* [KUTIPAN DOKUMEN]
Kelembagaan pedesaan dapat berupa kelembagaan-kelembagaan penguasaan tanah, hubungan kerja dan perkreditan (Kasryono dikutip Radandima 2003). Hubungan kerja pertanian erat kaitannya dengan penguasaan tanah. Kelembagaan penguasaan tanah merupakan tatacara atau aturan yang dianut dan dijadikan pegangan oleh masyarakat dalam mengadakan transaksi. Dalam kelembagaan ada pemisahan yang jelas antara hak dan kewajiban bagi setiap individu atau kelompok yang berhubungan. Keberadaan lembaga di setiap daerah ditentukan oleh keadaan sumberdaya, lingkungan dan norma-norma yang berlaku
15
di masyarakat (Radandima 2003). Oleh karena tanah merupakan modal utama dalam kegiatan pertanian, maka muncul suatu kelembagaan yang mengatur transaksi kegiatan ekonomi tanah. Kelembagaan penguasaaan tanah yang umumnya dilakukan masyarakat di desa-desa Jawa adalah sebagai berikut (Wiradi dan Makali 1984): 1.
Sistem gadai, merupakan bentuk kelembagaan penguasaan tanah dimana pemilik menyerahkan tanah untuk menerima pembayaran sejumlah uang secara tunai atau dengan bentuk pembayaran berupa sekian kuintal gabah atau sekian gram emas perhiasan atau sekian ekor kerbau atau sapi, dengan ketentuan pemilik tetap berhak atas pengembalian tanahnya dengan jalan menebus, maka hak pengusahaan tanahnya ada pada pemegang gadai. Pengembalian tanah dilakukan setelah tanah selesai dipanen.

* [SOAL LATIHAN]
Tolong jawab tiga pertanyaan berikut berdasarkan kutipan tentang kelembagaan pedesaan di atas.
1. Apa saja bentuk kelembagaan pedesaan yang disebutkan?
2. Apa yang menentukan keberadaan lembaga di setiap daerah?
3. Dalam sistem gadai, kapan pengembalian tanah dilakukan?

* [DATA ITEM]
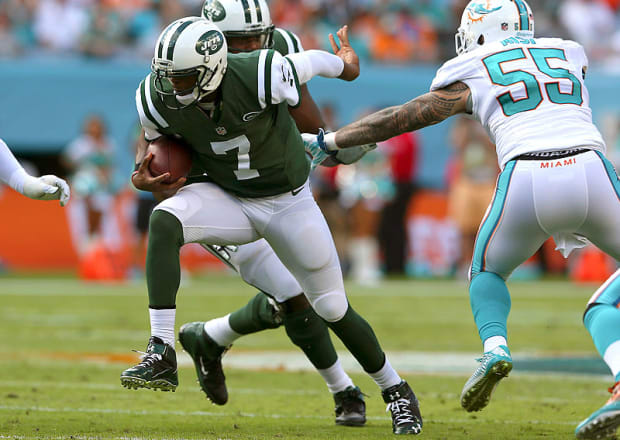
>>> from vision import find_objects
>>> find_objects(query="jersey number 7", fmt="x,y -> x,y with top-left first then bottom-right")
482,48 -> 583,116
211,134 -> 259,180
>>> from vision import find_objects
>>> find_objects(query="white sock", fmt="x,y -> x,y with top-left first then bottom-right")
369,357 -> 402,391
603,341 -> 620,377
317,359 -> 353,394
149,308 -> 177,348
205,313 -> 243,347
483,336 -> 508,353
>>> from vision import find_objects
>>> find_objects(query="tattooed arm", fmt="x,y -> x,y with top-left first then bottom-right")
326,82 -> 472,148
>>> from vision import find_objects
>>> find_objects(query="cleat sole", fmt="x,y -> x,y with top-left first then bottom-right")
461,361 -> 512,412
121,376 -> 177,392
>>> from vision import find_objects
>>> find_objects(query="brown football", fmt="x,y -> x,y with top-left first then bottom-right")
146,136 -> 192,183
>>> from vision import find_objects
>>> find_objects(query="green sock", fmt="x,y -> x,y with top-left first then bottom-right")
228,292 -> 282,335
283,307 -> 338,370
146,210 -> 183,309
327,304 -> 385,373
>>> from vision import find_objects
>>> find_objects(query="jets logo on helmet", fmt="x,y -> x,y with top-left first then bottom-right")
196,31 -> 224,56
202,0 -> 226,22
202,0 -> 275,48
151,17 -> 228,109
454,0 -> 534,55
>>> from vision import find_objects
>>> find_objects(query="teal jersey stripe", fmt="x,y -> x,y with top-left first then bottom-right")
284,29 -> 299,53
265,49 -> 274,105
512,0 -> 530,31
241,0 -> 252,24
254,0 -> 263,23
595,151 -> 620,200
166,19 -> 198,61
471,160 -> 517,277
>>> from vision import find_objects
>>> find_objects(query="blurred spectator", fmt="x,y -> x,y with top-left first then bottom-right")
80,3 -> 123,57
127,0 -> 186,58
559,0 -> 616,59
310,103 -> 349,266
336,148 -> 394,286
0,3 -> 22,58
0,0 -> 620,63
378,133 -> 418,275
34,0 -> 88,52
129,125 -> 157,280
63,115 -> 114,254
448,116 -> 499,275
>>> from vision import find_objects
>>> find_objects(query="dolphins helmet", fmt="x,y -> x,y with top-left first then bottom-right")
454,0 -> 534,55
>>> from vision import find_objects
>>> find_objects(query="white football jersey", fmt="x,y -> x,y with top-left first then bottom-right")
431,37 -> 605,169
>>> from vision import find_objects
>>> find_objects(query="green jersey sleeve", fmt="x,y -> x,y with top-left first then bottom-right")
136,74 -> 169,141
258,49 -> 301,108
273,28 -> 304,55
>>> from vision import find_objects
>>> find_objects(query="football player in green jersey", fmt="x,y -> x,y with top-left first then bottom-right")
121,17 -> 422,434
172,0 -> 376,426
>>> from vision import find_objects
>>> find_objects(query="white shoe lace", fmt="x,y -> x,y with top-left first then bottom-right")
133,350 -> 163,367
385,398 -> 416,425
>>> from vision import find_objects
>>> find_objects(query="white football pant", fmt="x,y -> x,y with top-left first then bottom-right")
470,151 -> 620,279
155,182 -> 348,322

* [JAWABAN LENGKAP]
1. Kelembagaan penguasaan tanah, hubungan kerja, dan perkreditan.
2. Keadaan sumberdaya, lingkungan, dan norma-norma yang berlaku di masyarakat.
3. Setelah tanah selesai dipanen.